> _EXERCISE_
Top to bottom, every record is to be copied word for word.

> _RECORD SET_

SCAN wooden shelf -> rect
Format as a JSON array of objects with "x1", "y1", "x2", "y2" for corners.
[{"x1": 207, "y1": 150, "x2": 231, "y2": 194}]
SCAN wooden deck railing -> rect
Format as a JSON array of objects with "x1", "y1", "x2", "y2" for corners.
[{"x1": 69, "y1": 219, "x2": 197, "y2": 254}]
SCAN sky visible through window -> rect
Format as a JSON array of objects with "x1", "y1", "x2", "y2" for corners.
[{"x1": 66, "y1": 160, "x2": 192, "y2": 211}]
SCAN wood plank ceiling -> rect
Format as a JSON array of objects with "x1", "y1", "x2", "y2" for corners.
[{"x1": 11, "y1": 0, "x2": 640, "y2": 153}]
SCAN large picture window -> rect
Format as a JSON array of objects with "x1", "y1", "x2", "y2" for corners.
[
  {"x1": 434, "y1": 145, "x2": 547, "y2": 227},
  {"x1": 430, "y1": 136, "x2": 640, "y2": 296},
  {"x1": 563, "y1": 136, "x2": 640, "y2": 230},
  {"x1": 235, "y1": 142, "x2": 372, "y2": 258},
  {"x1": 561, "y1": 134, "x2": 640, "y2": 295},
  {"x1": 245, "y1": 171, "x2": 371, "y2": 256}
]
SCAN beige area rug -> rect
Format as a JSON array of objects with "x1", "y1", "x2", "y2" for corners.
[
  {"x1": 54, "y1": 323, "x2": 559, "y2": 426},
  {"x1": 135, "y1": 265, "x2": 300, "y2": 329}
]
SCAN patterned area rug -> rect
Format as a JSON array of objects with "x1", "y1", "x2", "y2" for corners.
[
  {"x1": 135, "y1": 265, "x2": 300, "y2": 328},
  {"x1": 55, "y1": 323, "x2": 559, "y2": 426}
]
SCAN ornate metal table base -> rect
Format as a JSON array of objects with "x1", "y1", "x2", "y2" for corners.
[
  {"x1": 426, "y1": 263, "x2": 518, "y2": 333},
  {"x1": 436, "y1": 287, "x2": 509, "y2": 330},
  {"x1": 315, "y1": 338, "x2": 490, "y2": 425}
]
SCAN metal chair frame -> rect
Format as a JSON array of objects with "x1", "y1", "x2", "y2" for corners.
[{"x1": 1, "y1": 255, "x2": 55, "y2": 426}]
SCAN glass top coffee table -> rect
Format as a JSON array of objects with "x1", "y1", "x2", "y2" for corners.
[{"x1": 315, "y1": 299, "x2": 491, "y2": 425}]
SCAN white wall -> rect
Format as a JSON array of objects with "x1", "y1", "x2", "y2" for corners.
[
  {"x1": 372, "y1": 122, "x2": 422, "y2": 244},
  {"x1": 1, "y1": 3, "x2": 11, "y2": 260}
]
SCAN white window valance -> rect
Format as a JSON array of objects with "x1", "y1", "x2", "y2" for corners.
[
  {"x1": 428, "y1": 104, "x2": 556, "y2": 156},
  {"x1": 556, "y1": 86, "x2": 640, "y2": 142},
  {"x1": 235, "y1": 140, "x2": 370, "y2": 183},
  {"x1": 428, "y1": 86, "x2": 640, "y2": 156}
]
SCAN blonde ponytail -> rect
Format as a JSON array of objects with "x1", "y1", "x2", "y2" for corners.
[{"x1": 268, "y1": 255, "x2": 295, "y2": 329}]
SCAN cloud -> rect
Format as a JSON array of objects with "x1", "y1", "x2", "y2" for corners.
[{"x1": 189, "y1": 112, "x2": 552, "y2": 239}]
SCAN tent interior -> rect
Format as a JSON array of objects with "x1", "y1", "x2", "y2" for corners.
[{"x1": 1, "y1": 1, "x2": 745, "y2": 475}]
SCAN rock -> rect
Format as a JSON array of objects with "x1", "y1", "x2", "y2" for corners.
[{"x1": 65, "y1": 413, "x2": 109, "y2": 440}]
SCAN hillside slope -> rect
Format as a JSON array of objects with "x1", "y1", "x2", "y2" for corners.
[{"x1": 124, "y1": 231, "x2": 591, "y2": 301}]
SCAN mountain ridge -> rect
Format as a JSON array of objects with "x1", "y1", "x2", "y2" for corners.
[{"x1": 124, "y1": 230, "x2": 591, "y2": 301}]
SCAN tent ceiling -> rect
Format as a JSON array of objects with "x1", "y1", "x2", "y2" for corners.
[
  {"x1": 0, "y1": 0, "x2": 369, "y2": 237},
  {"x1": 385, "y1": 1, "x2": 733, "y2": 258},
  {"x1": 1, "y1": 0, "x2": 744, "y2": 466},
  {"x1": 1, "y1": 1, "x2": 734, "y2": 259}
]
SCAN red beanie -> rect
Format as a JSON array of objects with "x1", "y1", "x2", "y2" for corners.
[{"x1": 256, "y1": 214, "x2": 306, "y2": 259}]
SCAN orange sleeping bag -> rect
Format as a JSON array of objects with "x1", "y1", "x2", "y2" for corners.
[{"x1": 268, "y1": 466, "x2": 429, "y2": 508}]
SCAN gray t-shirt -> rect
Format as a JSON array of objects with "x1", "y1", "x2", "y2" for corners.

> _RESULT FOR THIS EXERCISE_
SCAN wooden shelf -> rect
Format as a JSON array of objects with "x1", "y1", "x2", "y2" for corners.
[{"x1": 207, "y1": 150, "x2": 231, "y2": 194}]
SCAN wooden deck railing -> rect
Format as a JSON array of objects with "x1", "y1", "x2", "y2" for corners.
[{"x1": 69, "y1": 219, "x2": 197, "y2": 254}]
SCAN sky visible through window -> rect
Format as a JSON array of objects with "x1", "y1", "x2", "y2" for corners.
[{"x1": 66, "y1": 160, "x2": 192, "y2": 211}]
SCAN wood plank ceiling -> rect
Format as a JSON array of objects with "x1", "y1", "x2", "y2" for corners.
[{"x1": 11, "y1": 0, "x2": 640, "y2": 153}]
SCAN large picture window -> rect
Format as a JSON array of objects with "x1", "y1", "x2", "y2" for corners.
[
  {"x1": 434, "y1": 145, "x2": 547, "y2": 227},
  {"x1": 430, "y1": 136, "x2": 640, "y2": 296},
  {"x1": 563, "y1": 136, "x2": 640, "y2": 230},
  {"x1": 235, "y1": 142, "x2": 372, "y2": 258},
  {"x1": 561, "y1": 134, "x2": 640, "y2": 295},
  {"x1": 245, "y1": 171, "x2": 371, "y2": 256}
]
SCAN beige area rug -> rect
Format as a JSON array of objects with "x1", "y1", "x2", "y2" for corners.
[
  {"x1": 54, "y1": 323, "x2": 559, "y2": 426},
  {"x1": 135, "y1": 265, "x2": 300, "y2": 329}
]
SCAN patterned area rug -> rect
Format as a JSON array of objects with "x1", "y1", "x2", "y2" for corners.
[
  {"x1": 135, "y1": 265, "x2": 300, "y2": 328},
  {"x1": 55, "y1": 323, "x2": 559, "y2": 426}
]
SCAN ornate metal table base -> rect
Format as a JSON array of objects with "x1", "y1", "x2", "y2" for corners.
[
  {"x1": 426, "y1": 263, "x2": 518, "y2": 333},
  {"x1": 436, "y1": 287, "x2": 509, "y2": 330},
  {"x1": 315, "y1": 338, "x2": 490, "y2": 425}
]
SCAN metal chair frame -> rect
Format as a JSON array of objects with "x1", "y1", "x2", "y2" for corners.
[{"x1": 1, "y1": 255, "x2": 55, "y2": 426}]
SCAN glass top coffee table -> rect
Format as a JSON array of objects with "x1", "y1", "x2", "y2" for corners.
[{"x1": 315, "y1": 299, "x2": 491, "y2": 425}]
SCAN white wall -> rect
Format as a JSON array of objects with "x1", "y1", "x2", "y2" for corners.
[
  {"x1": 372, "y1": 122, "x2": 422, "y2": 244},
  {"x1": 1, "y1": 3, "x2": 11, "y2": 260}
]
SCAN white window valance -> rect
Format as a JSON array of objects with "x1", "y1", "x2", "y2" for corners.
[
  {"x1": 428, "y1": 104, "x2": 556, "y2": 156},
  {"x1": 556, "y1": 86, "x2": 640, "y2": 142},
  {"x1": 235, "y1": 140, "x2": 370, "y2": 183},
  {"x1": 428, "y1": 86, "x2": 640, "y2": 156}
]
SCAN blonde ponytail -> rect
Format as a JSON array of objects with "x1", "y1", "x2", "y2" for corners.
[{"x1": 268, "y1": 255, "x2": 295, "y2": 329}]
SCAN cloud -> rect
Format as a JSON array of objects with "x1", "y1", "x2", "y2" for corners.
[{"x1": 189, "y1": 112, "x2": 552, "y2": 239}]
SCAN tent interior -> rect
Format as a JSON array of objects with "x1", "y1", "x2", "y2" for corners.
[{"x1": 1, "y1": 1, "x2": 745, "y2": 475}]
SCAN rock -> rect
Format as a JSON array of objects with "x1", "y1", "x2", "y2" for corners.
[{"x1": 65, "y1": 413, "x2": 109, "y2": 440}]
SCAN hillside slope -> rect
Format as a JSON array of objects with "x1", "y1", "x2", "y2" for corners.
[{"x1": 124, "y1": 231, "x2": 591, "y2": 301}]
SCAN mountain ridge -> rect
Format as a JSON array of objects with "x1", "y1", "x2", "y2" for corners.
[{"x1": 124, "y1": 230, "x2": 591, "y2": 301}]
SCAN tent ceiling -> rect
Format as a JSON array of objects with "x1", "y1", "x2", "y2" for corners.
[
  {"x1": 0, "y1": 0, "x2": 369, "y2": 237},
  {"x1": 385, "y1": 1, "x2": 733, "y2": 258},
  {"x1": 1, "y1": 0, "x2": 744, "y2": 466},
  {"x1": 1, "y1": 1, "x2": 734, "y2": 259}
]
SCAN red beanie -> rect
Format as a JSON array of objects with "x1", "y1", "x2", "y2" for corners.
[{"x1": 256, "y1": 214, "x2": 306, "y2": 259}]
SCAN orange sleeping bag -> rect
Format as a JSON array of objects with "x1", "y1", "x2", "y2" for corners.
[{"x1": 268, "y1": 466, "x2": 429, "y2": 508}]
SCAN gray t-shirt -> rect
Format as a JSON array of objects with "x1", "y1", "x2", "y2" for corners.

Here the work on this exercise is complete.